Set task 1 -> Reproduce the browser comment thread word for word, starting at "you work it" and ending at "twice on Ubuntu.".
Set task 2 -> List every web browser named in the browser comment thread.
Set task 3 -> Carry the browser comment thread forward with the next part, picking up after its final comment.
#### Selected excerpt ####
100 million users???
I will raise you 270,000,000 .... and that was 2 years ago!!
If the current Internet population is about 1.5 billion and Firefox has 22.8% browser share, that works out to roughly 342 million users. Either way, impressive numbers for the open source browser.
hey I'm hopeless at math, but it looks like opera (by YOUR figures!) has less than 7% ??
I you read that opera link, you will know desktop opera only has 50 million, so much less...
you work it out... :)
Security vs Privacy
OK, Google: now tell us which is the best major browser for user privacy and resilience to tracking.
"In much the way traditional sandboxes prevent sand from mixing with grass on a playground....."
This ain't America - we call them sand-pits
Happy so far
Must admit that using Chrome for the last 2 months there is only one site it plays up on. It's super fast on page loads and I think has only crashed twice on Ubuntu.
What about SRWare Iron
SRWare Iron is even more secure than Google Chrome because the re-build cuts out all the Google spyware from Google Chrome!
#### Data ####
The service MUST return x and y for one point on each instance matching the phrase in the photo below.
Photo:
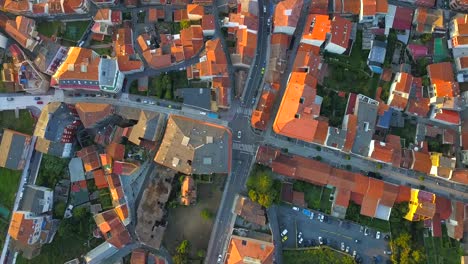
####
Written answer 1 ->
you work it out... :)
Security vs Privacy
OK, Google: now tell us which is the best major browser for user privacy and resilience to tracking.
"In much the way traditional sandboxes prevent sand from mixing with grass on a playground....."
This ain't America - we call them sand-pits
Happy so far
Must admit that using Chrome for the last 2 months there is only one site it plays up on. It's super fast on page loads and I think has only crashed twice on Ubuntu.

Written answer 2 ->
Firefox
Opera
Google Chrome
SRWare Iron

Written answer 3 ->
You do make a good point about WinXP... maybe I should have said "3 most popular _current_ browsers".
I definitely would like to see the study extended to Mac/Linux versions of Chrome/FF, and Safari on Win/Mac... but I still think Google are fine not to pay for testing every combination, since they let us do this.
No other security software?
Surely it makes better sense for browsers to focus on being good browsers and for separate security suites to focus on security. OK that's not a license for browsers to be full of holes but as a consumer I'm not happy to if my annual "Norton tax" still leaves me vulnerable to attack.
I would be quite happy to take the results of this 'independent' study at face value except for the fact that all of the tests seems to have been chosen to favour Chrome.
For a start they tested two versions of Chrome and yet excuse not testing some other contenders due to limitations on resources - a clear bias right out of the gate.
Then, over all of the individual tests (highlighted in the article) Chrome gets a tick for every single one - scoring a golden 100%. In not a single aspect was IE or Firefox better than Chrome? I find that very hard to swallow. Usually competing products have different pros and cons!
Wait, Google doing evil ?
Researchers accuse Google of plotting to undercut Firefox
If Google want to hammer FF all they have to do is stop funding Mozilla.